Work item A:
Using the excerpt on Canadian trade policy, decide whether each statement agrees with it: (i) the Global Markets Action Plan came out in November 2013; (ii) the plan lists 36 emerging markets with the highest potential for Canadian investors; (iii) China was implicated in all five new CBSA investigations. For each, answer yes or no and quote the deciding words.
Work item B:
According to the excerpt on Canadian trade policy, which products were the subjects of the five new anti-dumping and anti-subsidy investigations the CBSA started in 2013?

Together with the federal government's release of its Global Markets Action Plan (GMAP) in November 2013, the creation of the DFATD indicates a shift toward "economic diplomacy," both driven by and driving Canadian business interests abroad. The GMAP specifies 20 emerging markets with the highest potential for Canadian investors, another 24 emerging markets thought to have specific opportunities for Canadian businesses, and 36 established markets where Canada can continue to develop existing trade partnerships. Canada's apparent efforts to solidify economic treaties and build relationships with priority strategic and economic states may facilitate business in priority markets by reducing transactional risks. However, by picking winners, the Canadian government may consolidate its resources in target markets, thereby stripping diplomatic support from already-difficult-to-navigate jurisdictions to the detriment of Canadian businesses with local operations. The Canadian government will continue to expand its efforts to link aid, foreign investment and commercial interests in the coming years.
THREE | PURSUING TRADE REMEDIES
Trade remedy actions in Canada increased in 2013. The Canada Border Services Agency (CBSA) commenced five new anti-dumping and anti-subsidy investigations into steel plate, copper tube, silicon metal, unitized wall modules and galvanized steel wire. China continues to be the focus of the CBSA’s investigations, being implicated in four of the five new investigations. The CBSA also concluded seven expiry reviews in 2013, involving hot-rolled steel plate, seamless casing, carbon steel welded pipe, thermoelectric coolers and warmers, hollow structural sections, and aluminum extrusions. China was the target country in five of those reviews. The CBSA commenced an additional seven reinvestigations of existing findings, five of which involved China.

Data section:

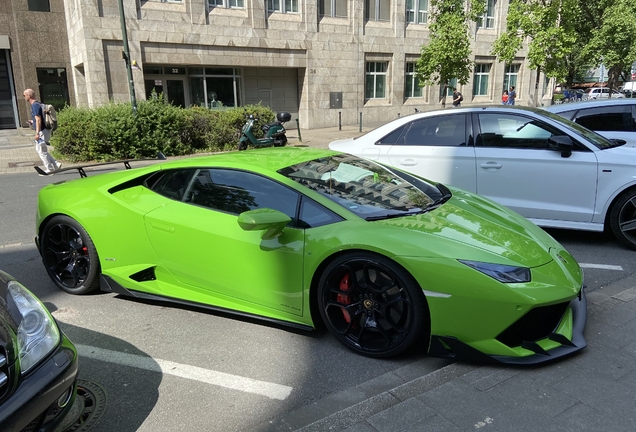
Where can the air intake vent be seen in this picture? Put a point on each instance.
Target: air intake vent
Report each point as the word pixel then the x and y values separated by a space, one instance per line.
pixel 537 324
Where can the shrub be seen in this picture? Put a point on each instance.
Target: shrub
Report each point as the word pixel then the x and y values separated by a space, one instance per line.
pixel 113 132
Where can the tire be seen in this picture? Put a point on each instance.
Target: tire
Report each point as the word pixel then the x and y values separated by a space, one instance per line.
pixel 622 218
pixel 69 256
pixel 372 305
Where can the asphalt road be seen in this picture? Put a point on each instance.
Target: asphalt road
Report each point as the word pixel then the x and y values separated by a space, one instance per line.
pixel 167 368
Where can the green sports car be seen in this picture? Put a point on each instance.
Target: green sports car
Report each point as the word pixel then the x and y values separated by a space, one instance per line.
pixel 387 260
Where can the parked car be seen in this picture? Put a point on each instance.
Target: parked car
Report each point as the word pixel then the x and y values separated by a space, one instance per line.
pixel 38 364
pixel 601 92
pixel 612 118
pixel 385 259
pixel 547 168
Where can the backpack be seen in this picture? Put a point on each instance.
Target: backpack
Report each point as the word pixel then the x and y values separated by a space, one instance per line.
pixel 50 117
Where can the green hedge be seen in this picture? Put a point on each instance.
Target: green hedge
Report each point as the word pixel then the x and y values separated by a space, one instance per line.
* * *
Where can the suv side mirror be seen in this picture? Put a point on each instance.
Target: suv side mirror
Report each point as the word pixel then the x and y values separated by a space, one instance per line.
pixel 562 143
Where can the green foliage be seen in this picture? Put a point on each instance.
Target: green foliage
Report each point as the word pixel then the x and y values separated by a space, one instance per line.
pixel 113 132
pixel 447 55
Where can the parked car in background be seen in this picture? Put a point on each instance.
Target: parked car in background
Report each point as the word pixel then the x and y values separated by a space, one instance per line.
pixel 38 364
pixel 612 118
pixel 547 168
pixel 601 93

Response area A:
(i) Yes: "release of its Global Markets Action Plan (GMAP) in November 2013"
(ii) No: "20 emerging markets with the highest potential for Canadian investors"
(iii) No: "being implicated in four of the five new investigations"

Response area B:
Steel plate, copper tube, silicon metal, unitized wall modules and galvanized steel wire.